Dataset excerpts
==============================

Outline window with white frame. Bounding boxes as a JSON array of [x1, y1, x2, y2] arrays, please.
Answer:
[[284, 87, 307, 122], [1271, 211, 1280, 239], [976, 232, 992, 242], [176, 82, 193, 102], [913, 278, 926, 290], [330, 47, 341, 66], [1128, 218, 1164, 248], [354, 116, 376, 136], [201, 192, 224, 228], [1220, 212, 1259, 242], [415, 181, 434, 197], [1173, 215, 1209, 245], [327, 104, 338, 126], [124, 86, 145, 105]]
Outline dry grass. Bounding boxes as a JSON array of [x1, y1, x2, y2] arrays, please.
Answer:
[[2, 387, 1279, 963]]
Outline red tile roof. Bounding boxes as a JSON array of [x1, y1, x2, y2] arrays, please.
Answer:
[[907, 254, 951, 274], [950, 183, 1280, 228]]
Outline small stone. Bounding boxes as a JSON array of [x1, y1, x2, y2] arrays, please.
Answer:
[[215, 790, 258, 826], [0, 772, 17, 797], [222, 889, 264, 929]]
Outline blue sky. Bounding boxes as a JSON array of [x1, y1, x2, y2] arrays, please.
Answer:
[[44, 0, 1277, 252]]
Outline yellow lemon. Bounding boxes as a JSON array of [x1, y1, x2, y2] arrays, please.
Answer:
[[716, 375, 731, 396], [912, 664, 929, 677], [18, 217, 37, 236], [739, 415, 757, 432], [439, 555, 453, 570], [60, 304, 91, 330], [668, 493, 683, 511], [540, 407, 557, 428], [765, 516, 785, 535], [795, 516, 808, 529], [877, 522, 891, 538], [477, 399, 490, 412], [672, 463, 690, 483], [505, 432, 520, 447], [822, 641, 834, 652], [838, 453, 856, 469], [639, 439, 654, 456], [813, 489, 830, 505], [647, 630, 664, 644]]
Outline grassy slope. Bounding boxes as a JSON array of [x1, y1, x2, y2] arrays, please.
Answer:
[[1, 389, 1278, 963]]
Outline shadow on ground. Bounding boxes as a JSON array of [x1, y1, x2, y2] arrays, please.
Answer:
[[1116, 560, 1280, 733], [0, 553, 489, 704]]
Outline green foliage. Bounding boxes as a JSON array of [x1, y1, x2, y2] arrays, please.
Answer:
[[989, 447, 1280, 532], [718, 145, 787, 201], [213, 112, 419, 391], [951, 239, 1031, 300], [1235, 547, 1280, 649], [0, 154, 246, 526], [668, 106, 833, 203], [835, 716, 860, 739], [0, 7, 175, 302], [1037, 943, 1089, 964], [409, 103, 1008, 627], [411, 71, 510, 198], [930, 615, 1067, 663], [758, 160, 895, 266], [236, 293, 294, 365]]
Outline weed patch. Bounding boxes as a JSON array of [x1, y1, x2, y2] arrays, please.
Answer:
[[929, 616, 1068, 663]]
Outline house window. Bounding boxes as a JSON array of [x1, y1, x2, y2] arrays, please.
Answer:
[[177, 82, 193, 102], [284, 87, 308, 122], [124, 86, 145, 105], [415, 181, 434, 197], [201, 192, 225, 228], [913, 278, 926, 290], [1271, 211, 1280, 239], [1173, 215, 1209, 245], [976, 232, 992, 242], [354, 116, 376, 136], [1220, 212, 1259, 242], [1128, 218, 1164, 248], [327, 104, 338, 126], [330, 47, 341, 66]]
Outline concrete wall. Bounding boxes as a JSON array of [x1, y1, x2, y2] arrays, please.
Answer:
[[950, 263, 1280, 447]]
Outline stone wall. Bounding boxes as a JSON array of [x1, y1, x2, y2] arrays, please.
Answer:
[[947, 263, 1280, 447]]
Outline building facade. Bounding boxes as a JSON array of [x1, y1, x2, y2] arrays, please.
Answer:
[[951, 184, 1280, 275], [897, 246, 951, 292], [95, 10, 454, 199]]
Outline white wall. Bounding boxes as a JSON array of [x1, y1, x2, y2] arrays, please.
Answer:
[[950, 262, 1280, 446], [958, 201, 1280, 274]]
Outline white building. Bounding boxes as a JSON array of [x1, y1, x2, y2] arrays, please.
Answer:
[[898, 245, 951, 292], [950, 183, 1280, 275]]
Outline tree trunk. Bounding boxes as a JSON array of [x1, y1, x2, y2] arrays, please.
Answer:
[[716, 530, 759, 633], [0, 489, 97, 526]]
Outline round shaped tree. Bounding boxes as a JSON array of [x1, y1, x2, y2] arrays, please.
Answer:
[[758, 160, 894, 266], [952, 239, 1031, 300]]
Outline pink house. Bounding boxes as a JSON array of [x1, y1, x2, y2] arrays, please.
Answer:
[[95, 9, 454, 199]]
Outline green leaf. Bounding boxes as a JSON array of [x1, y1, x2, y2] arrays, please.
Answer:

==============================

Give every entry back unchanged. Leave none out.

■ SOLVED EXERCISE ■
Outline window with white frame. Bounding boxes as a JSON array of [x1, y1, x2, y2] arrays, please.
Answer:
[[284, 87, 307, 122], [1271, 211, 1280, 239], [976, 232, 992, 242], [176, 82, 193, 102], [913, 278, 926, 290], [330, 47, 341, 66], [1128, 218, 1164, 248], [354, 116, 376, 136], [201, 192, 224, 228], [1220, 212, 1259, 242], [415, 181, 434, 197], [1173, 215, 1209, 245], [327, 104, 338, 126], [124, 86, 145, 105]]
Outline dry grass. Bounding boxes as a JSON array of [x1, y1, x2, y2] arrays, please.
Answer:
[[2, 387, 1279, 963]]
Outline red tile roof. Bounding boxes as a JSON array of [x1, y1, x2, y2] arrays, please.
Answer:
[[907, 254, 951, 274], [950, 183, 1280, 228]]
Outline small stone. Bounding boxes as a JSON array of [x1, y1, x2, y2] arrays, please.
Answer:
[[215, 790, 258, 826], [0, 772, 17, 797], [222, 889, 264, 929]]
Outline blue sky. Bounding boxes as a JSON array of [x1, y1, x2, y2] arrays, please.
Answer:
[[44, 0, 1277, 252]]
Outline yellow lemon. Bounding boxes as a JSON array of [x1, y1, x2, y2] arrays, please.
Answer:
[[716, 375, 731, 396], [912, 664, 929, 677], [18, 217, 37, 236], [739, 415, 757, 432], [439, 555, 453, 570], [60, 304, 91, 330], [668, 493, 683, 511], [540, 407, 557, 428], [765, 516, 785, 535], [795, 516, 808, 529], [877, 522, 891, 538], [477, 399, 490, 412], [672, 463, 690, 483], [505, 432, 520, 447], [822, 641, 834, 652], [838, 453, 856, 469], [639, 439, 654, 456], [813, 489, 830, 505], [647, 630, 664, 644]]
Outline grassy slope. Bounding boxes as a JSON array of [x1, y1, x2, y2] arrays, please.
Answer:
[[1, 389, 1278, 963]]
Outline shadow on ground. Bounding boxes as a JSON array of [x1, y1, x2, y2] arrays, please.
Answer:
[[1116, 560, 1280, 733], [0, 553, 489, 704]]
Outline green foliage. Bounding boxes as a JSON array of [x1, y1, x2, y2] arrays, please.
Answer:
[[989, 447, 1280, 532], [718, 145, 787, 201], [213, 112, 419, 391], [951, 239, 1031, 300], [1235, 547, 1280, 649], [0, 154, 246, 526], [668, 106, 833, 203], [835, 716, 860, 739], [0, 7, 175, 302], [1037, 943, 1089, 964], [409, 103, 1008, 627], [411, 71, 510, 198], [930, 615, 1067, 663], [758, 160, 895, 266], [236, 293, 294, 365]]
Outline weed patch. Bounding boxes as a JSON array of [x1, y1, x2, y2] arrays, please.
Answer:
[[929, 616, 1068, 663]]
Outline house window. Bounding boxes as a JSON array of [x1, y1, x2, y2] arrays, please.
Answer:
[[177, 82, 193, 102], [284, 87, 308, 122], [124, 86, 145, 105], [415, 181, 434, 197], [201, 192, 225, 228], [913, 278, 926, 290], [1271, 211, 1280, 239], [1173, 215, 1209, 245], [976, 232, 992, 242], [354, 116, 376, 136], [1220, 212, 1259, 242], [1128, 218, 1164, 248], [327, 104, 338, 126], [330, 47, 341, 66]]
Outline concrete wall. Bounding boxes as a JSON array of [x1, y1, x2, y2] arrays, please.
Answer:
[[950, 263, 1280, 447]]
Outline stone wall. Bounding boxes as a JSON array of [x1, y1, x2, y2] arrays, please.
Answer:
[[947, 263, 1280, 447]]
Outline building facade. Bounding boxes as a JSON array of [x1, y1, x2, y2] arrays, please.
Answer:
[[951, 184, 1280, 275], [897, 246, 951, 292], [95, 10, 454, 199]]
Outline white wall. Bounding boxes as a JSON array of [x1, y1, x2, y2] arrays, please.
Answer:
[[950, 262, 1280, 446], [958, 201, 1280, 274]]
Outline white building. Bounding boxes as a JSON array of [x1, y1, x2, y2] arrays, please.
Answer:
[[898, 245, 951, 292], [950, 183, 1280, 275]]
Outline tree trunk. Bounding boxes as a JSON array of [x1, y1, x2, y2] arrays, please.
Answer:
[[716, 530, 759, 633], [0, 489, 97, 526]]
Outline round shaped tree. Bounding boxes as a JSON array of [x1, y1, x2, y2] arrays, please.
Answer:
[[758, 160, 894, 266], [952, 239, 1031, 300]]
Outline pink house. Bounding boxes as a JSON array of [x1, y1, x2, y2] arrays, please.
Answer:
[[95, 9, 454, 199]]
Outline green leaf. Bounding boxes as a JSON array of [x1, y1, x2, y2] arrays, please.
Answer:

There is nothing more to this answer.